Zimbabwe on the brink ...

“On Friday morning it was at Z$90,000 to US$1,” said a petrol dealer, who asked not to be named. “By lunchtime it was at Z$100,000 to US$1. At the end of the day it was Z$120,000 to US$1. By the time I’ve banked the cash, it’s lost its value and I’ve lost money. I’ve got fuel, but not for Zimdollars. I’m going to have to close my doors.”

After decades of reckless economic mismanagement – including an official policy of printing money as fast as it can be done – dictated by President Mugabe, Zimbabwe has lurched into hyperinflation in the past few months. Annual inflation in May was at 4,500 per cent, according to official statistics, which are regarded as very conservative.

A worrying extract from the Times Online article that reports that fuel supplies in Harare have all but dried up after service stations refused to accept the country’s wildly unstable currency in payment. It was reported last week that Zimbabwe has no more than six months before total collapse. It must be a different form of collapse in store because surely the economy has already collapsed. Zimbabwe is now a barter economy.

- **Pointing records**
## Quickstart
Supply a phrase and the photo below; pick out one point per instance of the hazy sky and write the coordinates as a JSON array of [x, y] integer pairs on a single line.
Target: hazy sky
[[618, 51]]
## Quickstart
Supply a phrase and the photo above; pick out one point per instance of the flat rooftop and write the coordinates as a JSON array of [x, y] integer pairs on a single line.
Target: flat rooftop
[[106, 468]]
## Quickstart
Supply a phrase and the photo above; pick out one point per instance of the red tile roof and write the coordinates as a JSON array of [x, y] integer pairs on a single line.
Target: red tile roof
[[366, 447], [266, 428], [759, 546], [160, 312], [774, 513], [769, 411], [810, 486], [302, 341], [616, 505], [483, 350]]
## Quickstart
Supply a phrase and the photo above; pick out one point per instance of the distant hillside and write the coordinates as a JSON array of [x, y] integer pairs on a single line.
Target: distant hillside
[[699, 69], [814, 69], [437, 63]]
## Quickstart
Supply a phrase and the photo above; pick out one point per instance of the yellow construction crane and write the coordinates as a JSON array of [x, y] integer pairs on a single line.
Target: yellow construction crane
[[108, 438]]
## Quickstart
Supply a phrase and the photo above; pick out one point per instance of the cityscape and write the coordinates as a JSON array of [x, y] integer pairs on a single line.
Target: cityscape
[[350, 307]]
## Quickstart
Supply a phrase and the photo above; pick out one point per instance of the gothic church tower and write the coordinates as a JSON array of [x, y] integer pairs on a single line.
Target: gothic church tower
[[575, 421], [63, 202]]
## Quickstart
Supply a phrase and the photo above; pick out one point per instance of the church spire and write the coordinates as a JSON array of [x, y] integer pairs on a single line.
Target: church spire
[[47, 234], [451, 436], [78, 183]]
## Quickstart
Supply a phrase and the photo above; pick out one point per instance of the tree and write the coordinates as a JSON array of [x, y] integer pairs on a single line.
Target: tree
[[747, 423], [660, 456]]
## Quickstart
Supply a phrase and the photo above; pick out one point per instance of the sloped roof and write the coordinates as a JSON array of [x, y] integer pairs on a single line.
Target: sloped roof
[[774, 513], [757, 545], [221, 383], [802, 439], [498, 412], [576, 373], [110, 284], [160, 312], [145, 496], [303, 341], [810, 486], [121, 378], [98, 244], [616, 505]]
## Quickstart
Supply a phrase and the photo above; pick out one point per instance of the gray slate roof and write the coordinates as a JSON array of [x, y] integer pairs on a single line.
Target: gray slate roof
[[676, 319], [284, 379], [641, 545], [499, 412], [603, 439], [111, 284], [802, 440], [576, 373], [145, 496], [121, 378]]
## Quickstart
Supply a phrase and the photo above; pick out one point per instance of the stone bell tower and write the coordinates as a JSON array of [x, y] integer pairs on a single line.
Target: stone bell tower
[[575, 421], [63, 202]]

- **Problems to work on**
A - Rewrite everything in the Zimbabwe passage from "After decades of" down to "as very conservative.", with "hyperinflation" changed to "runaway inflation".
B - Reproduce everything from the start of the records down to the line containing "[[106, 468]]", requests included. Multiply each coordinate in the answers by 2.55 and round it to a whole number, with halves rounding up.
The records have no connection to the Zimbabwe passage.

- **The results**
A -
After decades of reckless economic mismanagement – including an official policy of printing money as fast as it can be done – dictated by President Mugabe, Zimbabwe has lurched into runaway inflation in the past few months. Annual inflation in May was at 4,500 per cent, according to official statistics, which are regarded as very conservative.

B -
## Quickstart
Supply a phrase and the photo below; pick out one point per instance of the hazy sky and write the coordinates as a JSON array of [x, y] integer pairs on a single line.
Target: hazy sky
[[1576, 130]]
## Quickstart
Supply a phrase and the photo above; pick out one point per instance of the flat rooftop and write the coordinates as a JSON array of [x, y] integer pairs on a single line.
Target: flat rooftop
[[270, 1193]]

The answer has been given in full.